* **Work to be completed**
Copy everything from the start of the items down to the line containing "M 235 133 L", swapping "elderly" for "older" and leaving the rest unchanged.

* **Excerpted data**
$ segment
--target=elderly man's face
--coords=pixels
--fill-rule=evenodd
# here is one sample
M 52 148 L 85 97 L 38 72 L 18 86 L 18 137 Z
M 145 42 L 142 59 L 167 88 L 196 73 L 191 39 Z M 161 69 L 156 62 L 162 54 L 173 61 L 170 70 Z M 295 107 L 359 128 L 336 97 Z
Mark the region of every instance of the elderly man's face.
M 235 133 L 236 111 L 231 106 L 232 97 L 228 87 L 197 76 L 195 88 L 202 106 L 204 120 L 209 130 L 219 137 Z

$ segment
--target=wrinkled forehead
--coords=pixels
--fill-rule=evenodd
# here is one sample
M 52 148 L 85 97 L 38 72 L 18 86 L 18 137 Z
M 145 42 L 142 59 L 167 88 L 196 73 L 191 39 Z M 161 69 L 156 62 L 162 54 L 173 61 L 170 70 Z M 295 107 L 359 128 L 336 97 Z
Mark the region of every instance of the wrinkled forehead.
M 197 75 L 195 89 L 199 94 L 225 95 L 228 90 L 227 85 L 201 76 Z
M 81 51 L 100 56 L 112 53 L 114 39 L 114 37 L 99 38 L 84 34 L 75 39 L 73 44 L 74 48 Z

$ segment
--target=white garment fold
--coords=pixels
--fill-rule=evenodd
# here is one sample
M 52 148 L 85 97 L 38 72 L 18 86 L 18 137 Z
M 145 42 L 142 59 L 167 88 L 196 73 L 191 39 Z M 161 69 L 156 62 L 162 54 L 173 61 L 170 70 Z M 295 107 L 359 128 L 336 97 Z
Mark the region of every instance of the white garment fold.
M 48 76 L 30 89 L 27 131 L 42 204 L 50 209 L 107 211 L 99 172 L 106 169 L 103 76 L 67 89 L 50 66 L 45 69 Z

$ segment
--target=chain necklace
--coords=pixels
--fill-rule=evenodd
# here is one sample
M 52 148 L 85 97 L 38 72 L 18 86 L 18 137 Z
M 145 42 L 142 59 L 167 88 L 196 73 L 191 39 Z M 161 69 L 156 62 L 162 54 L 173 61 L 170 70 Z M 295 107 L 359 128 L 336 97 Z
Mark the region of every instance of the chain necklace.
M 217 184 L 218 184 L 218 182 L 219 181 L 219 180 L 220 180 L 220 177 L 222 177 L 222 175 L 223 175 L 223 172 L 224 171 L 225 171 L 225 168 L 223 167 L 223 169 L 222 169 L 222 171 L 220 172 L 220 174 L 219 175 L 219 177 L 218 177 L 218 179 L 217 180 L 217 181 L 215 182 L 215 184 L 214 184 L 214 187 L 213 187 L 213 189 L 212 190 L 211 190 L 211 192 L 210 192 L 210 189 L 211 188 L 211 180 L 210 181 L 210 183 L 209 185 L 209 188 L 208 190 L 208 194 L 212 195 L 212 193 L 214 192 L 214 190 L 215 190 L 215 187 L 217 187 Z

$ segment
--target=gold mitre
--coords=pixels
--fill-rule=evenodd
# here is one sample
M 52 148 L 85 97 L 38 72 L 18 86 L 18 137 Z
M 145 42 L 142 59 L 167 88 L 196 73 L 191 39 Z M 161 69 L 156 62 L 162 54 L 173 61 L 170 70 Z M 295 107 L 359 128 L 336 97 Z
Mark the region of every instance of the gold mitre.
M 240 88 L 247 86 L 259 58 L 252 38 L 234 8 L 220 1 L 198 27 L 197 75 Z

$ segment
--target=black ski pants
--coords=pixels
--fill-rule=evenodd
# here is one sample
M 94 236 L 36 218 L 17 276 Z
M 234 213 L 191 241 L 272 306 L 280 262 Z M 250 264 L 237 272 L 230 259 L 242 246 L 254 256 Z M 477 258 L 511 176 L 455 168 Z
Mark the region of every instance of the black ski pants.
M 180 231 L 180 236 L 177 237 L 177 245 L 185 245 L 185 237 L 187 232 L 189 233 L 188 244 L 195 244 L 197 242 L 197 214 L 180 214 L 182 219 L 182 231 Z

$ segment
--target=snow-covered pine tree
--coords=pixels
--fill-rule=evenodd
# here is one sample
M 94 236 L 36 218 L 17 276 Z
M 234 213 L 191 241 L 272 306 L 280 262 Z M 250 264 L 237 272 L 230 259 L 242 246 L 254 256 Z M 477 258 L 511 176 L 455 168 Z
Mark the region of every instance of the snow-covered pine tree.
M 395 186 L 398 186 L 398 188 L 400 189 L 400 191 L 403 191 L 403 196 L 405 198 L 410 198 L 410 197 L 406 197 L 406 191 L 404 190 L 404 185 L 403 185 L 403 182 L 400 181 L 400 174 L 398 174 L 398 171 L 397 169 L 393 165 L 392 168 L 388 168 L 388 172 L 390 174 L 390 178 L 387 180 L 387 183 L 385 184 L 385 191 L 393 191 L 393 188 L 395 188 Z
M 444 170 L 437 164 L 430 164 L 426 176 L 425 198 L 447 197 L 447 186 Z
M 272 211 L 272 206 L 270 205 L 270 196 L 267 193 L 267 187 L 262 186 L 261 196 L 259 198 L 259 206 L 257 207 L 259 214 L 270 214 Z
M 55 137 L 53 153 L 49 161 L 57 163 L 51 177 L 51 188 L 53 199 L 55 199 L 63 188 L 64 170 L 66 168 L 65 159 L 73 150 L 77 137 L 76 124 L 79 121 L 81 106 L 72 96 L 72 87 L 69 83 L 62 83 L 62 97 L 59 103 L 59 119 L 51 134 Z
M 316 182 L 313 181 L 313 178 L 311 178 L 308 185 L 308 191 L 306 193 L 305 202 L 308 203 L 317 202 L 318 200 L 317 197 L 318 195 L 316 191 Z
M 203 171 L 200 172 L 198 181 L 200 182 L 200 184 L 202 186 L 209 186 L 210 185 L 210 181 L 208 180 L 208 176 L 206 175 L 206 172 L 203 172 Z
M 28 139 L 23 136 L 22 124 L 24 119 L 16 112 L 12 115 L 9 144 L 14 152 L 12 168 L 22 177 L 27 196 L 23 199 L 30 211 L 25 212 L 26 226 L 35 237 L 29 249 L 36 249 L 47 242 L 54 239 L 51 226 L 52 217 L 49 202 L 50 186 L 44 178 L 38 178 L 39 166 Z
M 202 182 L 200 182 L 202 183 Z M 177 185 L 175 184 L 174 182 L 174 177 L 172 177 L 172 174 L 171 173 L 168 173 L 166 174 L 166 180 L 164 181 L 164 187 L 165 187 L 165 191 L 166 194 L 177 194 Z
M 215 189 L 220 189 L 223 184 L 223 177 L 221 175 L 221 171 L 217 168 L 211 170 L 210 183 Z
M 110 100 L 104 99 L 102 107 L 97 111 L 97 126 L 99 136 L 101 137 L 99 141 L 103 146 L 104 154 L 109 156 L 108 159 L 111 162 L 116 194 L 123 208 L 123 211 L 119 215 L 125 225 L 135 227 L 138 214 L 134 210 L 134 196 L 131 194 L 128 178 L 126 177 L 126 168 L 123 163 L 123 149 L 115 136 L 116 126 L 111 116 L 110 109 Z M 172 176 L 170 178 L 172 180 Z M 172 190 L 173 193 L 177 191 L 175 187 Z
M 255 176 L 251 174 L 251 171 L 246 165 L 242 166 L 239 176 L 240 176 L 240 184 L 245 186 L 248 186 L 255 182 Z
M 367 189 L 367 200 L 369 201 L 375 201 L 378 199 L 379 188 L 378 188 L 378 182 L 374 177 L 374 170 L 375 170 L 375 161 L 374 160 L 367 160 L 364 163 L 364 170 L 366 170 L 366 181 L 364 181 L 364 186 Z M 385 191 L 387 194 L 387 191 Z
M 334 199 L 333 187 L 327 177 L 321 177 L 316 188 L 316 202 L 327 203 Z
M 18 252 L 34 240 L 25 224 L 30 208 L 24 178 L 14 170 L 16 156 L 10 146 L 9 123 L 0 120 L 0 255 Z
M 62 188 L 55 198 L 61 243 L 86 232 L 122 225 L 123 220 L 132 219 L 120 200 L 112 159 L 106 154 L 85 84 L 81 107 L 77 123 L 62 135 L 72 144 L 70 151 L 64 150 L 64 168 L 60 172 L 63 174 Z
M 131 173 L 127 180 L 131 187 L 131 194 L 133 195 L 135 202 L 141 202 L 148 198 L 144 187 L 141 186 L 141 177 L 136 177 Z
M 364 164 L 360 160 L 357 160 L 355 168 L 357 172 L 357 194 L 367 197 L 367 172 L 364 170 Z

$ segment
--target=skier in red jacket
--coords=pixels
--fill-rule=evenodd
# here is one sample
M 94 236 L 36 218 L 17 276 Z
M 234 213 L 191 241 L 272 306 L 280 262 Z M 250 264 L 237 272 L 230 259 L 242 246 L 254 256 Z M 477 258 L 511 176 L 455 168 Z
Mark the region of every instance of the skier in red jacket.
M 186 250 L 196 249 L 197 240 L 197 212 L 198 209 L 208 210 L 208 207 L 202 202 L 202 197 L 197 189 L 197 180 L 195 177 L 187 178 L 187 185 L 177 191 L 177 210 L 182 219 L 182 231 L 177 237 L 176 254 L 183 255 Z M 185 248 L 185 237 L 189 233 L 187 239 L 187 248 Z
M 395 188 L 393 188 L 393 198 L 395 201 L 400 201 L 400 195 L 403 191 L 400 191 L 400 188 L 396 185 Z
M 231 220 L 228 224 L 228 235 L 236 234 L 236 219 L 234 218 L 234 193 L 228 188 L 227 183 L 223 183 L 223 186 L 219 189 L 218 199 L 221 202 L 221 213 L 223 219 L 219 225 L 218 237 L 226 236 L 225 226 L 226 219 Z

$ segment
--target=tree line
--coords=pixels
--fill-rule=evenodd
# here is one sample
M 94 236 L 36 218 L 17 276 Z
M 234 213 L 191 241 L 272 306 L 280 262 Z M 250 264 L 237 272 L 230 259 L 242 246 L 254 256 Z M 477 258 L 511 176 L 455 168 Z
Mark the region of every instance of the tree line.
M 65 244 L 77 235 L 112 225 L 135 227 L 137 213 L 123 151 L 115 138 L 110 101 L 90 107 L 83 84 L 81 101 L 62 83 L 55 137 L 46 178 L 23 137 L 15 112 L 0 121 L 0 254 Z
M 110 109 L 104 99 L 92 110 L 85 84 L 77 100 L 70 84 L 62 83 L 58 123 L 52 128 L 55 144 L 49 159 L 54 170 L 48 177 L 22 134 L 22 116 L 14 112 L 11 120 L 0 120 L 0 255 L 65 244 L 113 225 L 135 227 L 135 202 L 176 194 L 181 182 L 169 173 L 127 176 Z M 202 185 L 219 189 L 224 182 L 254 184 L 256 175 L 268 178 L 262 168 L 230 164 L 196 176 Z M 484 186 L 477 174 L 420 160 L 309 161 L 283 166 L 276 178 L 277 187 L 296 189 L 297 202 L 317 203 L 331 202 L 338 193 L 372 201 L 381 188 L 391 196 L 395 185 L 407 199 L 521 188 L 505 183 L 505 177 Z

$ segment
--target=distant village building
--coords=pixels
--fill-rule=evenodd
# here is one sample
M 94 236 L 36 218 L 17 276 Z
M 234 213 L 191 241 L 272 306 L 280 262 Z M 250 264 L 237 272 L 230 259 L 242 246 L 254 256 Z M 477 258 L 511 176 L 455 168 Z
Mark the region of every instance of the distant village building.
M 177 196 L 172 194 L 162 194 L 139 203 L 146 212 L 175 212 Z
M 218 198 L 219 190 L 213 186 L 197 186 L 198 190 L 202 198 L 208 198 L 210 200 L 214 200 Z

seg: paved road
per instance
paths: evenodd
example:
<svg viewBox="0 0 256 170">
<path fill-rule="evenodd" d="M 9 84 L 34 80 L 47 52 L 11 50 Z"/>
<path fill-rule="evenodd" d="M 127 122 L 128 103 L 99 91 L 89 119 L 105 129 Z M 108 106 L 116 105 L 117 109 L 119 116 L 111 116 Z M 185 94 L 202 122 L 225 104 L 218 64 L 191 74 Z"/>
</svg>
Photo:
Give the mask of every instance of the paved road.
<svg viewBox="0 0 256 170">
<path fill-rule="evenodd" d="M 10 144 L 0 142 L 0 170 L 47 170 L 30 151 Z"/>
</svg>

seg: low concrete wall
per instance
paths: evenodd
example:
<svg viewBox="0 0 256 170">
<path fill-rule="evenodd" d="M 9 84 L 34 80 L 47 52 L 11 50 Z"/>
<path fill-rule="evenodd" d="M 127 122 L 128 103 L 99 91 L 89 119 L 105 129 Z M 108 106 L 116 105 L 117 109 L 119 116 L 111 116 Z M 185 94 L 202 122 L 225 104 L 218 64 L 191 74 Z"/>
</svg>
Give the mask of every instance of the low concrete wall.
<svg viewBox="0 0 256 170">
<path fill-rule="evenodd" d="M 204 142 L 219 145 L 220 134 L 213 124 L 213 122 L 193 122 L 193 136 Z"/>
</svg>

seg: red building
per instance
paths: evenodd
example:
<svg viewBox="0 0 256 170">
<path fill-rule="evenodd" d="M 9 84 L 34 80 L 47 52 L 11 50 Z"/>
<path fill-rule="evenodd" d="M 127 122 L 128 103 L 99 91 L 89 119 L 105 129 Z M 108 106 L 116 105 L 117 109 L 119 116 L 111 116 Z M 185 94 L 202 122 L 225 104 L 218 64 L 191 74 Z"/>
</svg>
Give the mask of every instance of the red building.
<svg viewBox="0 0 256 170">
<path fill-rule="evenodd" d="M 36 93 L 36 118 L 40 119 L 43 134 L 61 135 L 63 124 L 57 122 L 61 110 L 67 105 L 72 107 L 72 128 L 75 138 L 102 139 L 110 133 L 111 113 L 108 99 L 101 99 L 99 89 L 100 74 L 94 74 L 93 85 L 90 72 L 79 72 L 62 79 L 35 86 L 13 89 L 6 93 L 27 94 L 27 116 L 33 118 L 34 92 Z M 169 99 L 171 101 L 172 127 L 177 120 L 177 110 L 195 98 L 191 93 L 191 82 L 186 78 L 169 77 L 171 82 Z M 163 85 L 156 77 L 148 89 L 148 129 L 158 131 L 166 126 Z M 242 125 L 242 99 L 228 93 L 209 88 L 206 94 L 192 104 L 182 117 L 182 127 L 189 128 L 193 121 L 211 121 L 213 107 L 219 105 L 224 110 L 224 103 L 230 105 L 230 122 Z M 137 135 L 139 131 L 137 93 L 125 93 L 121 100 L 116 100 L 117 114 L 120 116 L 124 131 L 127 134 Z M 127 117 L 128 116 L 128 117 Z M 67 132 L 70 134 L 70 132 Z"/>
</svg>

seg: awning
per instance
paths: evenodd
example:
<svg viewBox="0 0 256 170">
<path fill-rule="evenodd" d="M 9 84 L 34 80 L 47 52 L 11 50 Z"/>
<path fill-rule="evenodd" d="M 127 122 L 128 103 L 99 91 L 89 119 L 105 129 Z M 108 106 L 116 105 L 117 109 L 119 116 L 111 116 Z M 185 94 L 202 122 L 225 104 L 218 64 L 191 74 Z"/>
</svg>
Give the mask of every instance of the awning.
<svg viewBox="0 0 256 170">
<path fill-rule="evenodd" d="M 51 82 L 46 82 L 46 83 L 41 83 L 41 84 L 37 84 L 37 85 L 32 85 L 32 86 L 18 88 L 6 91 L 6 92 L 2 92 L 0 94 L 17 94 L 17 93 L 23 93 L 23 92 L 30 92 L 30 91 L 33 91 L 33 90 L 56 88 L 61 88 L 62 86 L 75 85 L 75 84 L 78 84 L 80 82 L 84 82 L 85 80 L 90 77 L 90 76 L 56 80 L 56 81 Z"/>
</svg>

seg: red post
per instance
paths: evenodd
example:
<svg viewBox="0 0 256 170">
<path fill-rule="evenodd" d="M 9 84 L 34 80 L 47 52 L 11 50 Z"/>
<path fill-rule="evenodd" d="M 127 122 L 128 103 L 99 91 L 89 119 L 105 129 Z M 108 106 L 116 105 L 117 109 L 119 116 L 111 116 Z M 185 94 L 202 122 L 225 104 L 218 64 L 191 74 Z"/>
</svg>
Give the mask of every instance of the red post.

* **Result for this task**
$ segment
--target=older man's face
--coords=pixels
--fill-rule=evenodd
# here is one sample
M 52 148 L 85 97 L 38 72 L 18 86 L 18 137 Z
M 145 42 L 142 59 L 167 88 L 196 73 L 191 39 Z M 161 69 L 156 62 L 162 54 L 173 61 L 170 70 Z M 295 107 L 359 128 L 336 97 Z
Mark the region of every instance of the older man's face.
M 235 133 L 236 111 L 231 106 L 232 97 L 228 87 L 197 76 L 195 88 L 202 106 L 204 120 L 209 130 L 219 137 Z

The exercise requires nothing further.